__Exercise tasks__
[A] In the article on Russia's Olympic hockey hopes, in what year did Russia last win a gold medal in ice hockey?
[B] Write the next few paragraphs of the article on Russia's Olympic hockey hopes, picking up right after its final sentence.

__Document passage__
════════════════

So what’s going to happen if this year’s Russian squad wins gold in front of the home crowd in Sochi?

“It will just be crazy all over Russia,” said the Wilkes-Barre/Scranton Penguins rookie.

Zlobin’s Russian hometown is 1,000 miles away from the site of the Winter Olympics in Sochi. Despite the distance, he has a good idea of what competitors can expect in the coastal town, which he describes as “old school.”

“I was there when I was young and it’s a pretty nice place to spend a summer,” Zlobin said. “They have a sea there and it can have pretty warm weather.”

Travel plans aside, the bigger story for Russians in this Olympics is all about redemption. The country hasn’t won a medal in ice hockey since 2002, and their last gold came in 1992, when they competed as the Unified Team.

In 2006, the Russian team had an inspiring win over Canada but faltered after that, losing 4-0 to Finland in the semifinals and 3-0 to the Czech team in the bronze medal game.

In the 2010 Winter Olympics in Vancouver, Russia didn’t even make it out of the quarterfinals after a 7-3 loss to Canada.

Now, with the Olympic games on home ice, all of Russia is anxious for the hockey team to establish itself as an international powerhouse once again.

And they’d like to do it against a familiar foe.

“After what happened in Vancouver, they were shocked,” Zlobin said. “(Canada) beat them so bad. They’re probably going to want to play against Canada again.

════════════════

__Dataset__
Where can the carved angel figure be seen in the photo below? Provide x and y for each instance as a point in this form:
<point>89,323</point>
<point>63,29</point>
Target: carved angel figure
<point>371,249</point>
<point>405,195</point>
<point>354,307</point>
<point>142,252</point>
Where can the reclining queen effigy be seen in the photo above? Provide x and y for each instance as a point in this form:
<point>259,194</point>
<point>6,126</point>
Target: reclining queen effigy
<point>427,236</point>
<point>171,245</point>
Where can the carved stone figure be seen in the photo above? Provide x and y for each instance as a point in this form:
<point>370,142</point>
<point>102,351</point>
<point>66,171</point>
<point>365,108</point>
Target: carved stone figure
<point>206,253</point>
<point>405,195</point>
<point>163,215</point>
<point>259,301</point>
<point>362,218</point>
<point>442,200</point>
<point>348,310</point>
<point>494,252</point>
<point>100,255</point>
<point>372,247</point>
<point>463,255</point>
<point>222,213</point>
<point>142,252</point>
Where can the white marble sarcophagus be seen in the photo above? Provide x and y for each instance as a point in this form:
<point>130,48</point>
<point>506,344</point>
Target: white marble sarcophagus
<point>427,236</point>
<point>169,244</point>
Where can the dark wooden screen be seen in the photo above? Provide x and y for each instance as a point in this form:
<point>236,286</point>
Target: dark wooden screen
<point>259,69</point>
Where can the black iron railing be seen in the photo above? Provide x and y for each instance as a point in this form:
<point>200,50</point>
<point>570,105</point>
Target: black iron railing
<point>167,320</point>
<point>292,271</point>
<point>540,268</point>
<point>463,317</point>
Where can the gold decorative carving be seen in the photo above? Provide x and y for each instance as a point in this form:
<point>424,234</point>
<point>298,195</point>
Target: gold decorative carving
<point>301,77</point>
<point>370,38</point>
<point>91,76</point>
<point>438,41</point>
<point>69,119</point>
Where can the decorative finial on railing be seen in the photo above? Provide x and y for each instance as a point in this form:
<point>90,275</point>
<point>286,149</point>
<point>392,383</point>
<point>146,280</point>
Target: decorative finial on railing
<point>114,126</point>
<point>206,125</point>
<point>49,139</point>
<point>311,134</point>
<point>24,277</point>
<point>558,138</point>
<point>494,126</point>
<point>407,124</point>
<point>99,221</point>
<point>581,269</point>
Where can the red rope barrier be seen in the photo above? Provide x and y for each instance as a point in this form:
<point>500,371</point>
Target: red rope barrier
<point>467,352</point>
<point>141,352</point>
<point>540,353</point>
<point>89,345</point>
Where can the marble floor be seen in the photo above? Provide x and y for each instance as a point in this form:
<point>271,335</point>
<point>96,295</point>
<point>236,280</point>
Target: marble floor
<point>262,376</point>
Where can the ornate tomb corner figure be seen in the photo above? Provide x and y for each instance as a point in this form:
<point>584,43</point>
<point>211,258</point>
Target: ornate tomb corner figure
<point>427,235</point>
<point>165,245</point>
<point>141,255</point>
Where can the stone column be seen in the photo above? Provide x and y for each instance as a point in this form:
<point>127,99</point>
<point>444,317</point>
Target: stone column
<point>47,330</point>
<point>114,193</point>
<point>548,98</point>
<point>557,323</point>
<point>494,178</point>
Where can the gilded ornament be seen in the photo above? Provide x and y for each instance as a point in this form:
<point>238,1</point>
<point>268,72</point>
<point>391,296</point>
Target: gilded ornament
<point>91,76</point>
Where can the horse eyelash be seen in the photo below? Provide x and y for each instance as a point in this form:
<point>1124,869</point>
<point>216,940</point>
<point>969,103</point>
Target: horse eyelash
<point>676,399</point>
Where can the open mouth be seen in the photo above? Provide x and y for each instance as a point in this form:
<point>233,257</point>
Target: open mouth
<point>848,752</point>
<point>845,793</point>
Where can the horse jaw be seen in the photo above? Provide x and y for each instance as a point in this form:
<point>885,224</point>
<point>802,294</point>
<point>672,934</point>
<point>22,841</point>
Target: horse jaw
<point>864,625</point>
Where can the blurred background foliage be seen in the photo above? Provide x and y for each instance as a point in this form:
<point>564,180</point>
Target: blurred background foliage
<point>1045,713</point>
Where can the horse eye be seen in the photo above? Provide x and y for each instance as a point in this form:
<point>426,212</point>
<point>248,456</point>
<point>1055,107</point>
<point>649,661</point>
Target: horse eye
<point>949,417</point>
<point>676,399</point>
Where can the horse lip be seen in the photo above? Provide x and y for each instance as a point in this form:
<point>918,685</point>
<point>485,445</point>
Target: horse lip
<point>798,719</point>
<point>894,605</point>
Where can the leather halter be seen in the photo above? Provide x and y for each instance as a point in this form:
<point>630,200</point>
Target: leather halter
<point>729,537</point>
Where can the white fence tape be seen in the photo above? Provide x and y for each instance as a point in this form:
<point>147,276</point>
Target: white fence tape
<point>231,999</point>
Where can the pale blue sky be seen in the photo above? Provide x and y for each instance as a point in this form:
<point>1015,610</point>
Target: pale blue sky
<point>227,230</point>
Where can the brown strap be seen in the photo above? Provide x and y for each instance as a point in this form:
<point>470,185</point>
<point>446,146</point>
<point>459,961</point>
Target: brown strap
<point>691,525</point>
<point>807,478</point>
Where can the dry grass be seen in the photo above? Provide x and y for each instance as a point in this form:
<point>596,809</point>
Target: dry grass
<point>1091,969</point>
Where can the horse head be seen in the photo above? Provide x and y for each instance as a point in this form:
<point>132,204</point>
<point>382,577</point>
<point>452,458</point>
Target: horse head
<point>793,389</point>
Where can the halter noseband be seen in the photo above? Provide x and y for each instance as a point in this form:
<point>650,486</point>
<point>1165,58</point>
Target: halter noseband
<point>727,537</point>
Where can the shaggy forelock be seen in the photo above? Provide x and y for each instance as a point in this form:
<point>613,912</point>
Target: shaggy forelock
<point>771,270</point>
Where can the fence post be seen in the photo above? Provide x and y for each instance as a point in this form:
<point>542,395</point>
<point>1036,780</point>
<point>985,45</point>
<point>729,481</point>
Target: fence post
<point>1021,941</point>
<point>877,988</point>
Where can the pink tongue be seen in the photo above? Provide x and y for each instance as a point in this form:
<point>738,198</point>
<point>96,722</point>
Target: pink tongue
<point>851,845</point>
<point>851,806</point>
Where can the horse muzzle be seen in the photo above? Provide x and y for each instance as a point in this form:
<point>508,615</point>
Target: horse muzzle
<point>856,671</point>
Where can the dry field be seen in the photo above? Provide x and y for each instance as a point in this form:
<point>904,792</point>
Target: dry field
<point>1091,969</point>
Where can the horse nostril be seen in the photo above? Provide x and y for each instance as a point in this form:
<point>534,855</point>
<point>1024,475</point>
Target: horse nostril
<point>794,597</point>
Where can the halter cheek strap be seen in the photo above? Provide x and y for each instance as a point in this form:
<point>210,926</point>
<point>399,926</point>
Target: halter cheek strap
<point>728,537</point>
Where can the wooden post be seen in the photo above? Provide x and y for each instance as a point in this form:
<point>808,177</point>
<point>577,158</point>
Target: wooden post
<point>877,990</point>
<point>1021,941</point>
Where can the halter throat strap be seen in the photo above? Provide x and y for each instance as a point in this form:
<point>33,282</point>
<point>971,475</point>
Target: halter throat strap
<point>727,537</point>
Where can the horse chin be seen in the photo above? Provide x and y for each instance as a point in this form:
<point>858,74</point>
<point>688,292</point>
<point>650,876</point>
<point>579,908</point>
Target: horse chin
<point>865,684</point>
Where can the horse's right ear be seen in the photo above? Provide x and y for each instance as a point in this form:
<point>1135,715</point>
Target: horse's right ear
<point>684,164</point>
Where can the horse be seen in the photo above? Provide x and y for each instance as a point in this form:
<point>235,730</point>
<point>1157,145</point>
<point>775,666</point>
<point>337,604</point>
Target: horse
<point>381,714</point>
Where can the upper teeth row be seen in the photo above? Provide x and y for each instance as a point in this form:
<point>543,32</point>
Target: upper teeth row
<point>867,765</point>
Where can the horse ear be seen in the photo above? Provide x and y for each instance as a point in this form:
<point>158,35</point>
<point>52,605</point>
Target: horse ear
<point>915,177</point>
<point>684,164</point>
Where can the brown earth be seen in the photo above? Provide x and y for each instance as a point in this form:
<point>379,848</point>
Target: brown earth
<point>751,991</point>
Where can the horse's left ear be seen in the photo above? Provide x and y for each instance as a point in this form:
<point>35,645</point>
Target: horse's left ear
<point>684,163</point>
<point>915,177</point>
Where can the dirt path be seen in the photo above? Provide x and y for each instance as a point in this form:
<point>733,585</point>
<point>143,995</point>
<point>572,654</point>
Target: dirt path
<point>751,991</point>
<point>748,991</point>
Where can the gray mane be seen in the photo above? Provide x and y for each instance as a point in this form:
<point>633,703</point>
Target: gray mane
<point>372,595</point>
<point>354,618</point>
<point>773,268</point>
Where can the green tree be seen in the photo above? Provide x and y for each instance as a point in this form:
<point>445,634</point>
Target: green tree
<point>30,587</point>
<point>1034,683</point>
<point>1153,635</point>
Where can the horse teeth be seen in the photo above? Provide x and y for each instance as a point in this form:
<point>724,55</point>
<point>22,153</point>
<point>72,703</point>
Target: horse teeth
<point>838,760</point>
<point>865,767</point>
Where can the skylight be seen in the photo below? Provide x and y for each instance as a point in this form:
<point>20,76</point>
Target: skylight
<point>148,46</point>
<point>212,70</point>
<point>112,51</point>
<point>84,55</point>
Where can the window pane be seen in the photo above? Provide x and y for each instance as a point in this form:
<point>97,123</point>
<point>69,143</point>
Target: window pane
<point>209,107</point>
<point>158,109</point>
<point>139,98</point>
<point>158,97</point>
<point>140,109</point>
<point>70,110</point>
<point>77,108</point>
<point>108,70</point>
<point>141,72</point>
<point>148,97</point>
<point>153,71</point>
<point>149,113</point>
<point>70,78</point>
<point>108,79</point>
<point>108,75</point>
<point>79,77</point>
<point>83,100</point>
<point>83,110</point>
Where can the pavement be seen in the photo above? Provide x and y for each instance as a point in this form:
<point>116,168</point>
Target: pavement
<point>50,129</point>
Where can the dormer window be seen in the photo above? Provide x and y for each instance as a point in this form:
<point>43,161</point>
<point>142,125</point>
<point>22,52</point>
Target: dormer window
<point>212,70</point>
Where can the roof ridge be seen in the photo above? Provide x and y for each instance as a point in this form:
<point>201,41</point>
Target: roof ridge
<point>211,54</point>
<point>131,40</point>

════════════════

__Task-by-task outputs__
[A] 1992, when the country competed as the Unified Team.

[B]
“It’s very important for Russia this year.”

Aside from assembling a roster with players from the NHL and KHL who are among the best in the world, Zlobin said his home country has been working for years to improve its hockey program in anticipation of the Olympics.

The hockey schools across the country have been improved, Zlobin said, and rinks have been rebuilt. And even though hockey is Russia’s second major sport behind soccer, it’s still a pretty big deal.

“Even our president (Vladimir Putin) plays hockey,” Zlobin said. “Everyone in Russia cares about the sport right now.”

Participation in ice hockey by Russians has risen 5 percent from 2011 to 2013, according to the International Ice Hockey Federation. There were 66,551 registered hockey players in Russia last year. And to further drive home the importance of hockey, former goaltender and national hero Vladislav Tretiak was one of two Russian sport legends to light the Olympic torch during the Sochi Opening Ceremony.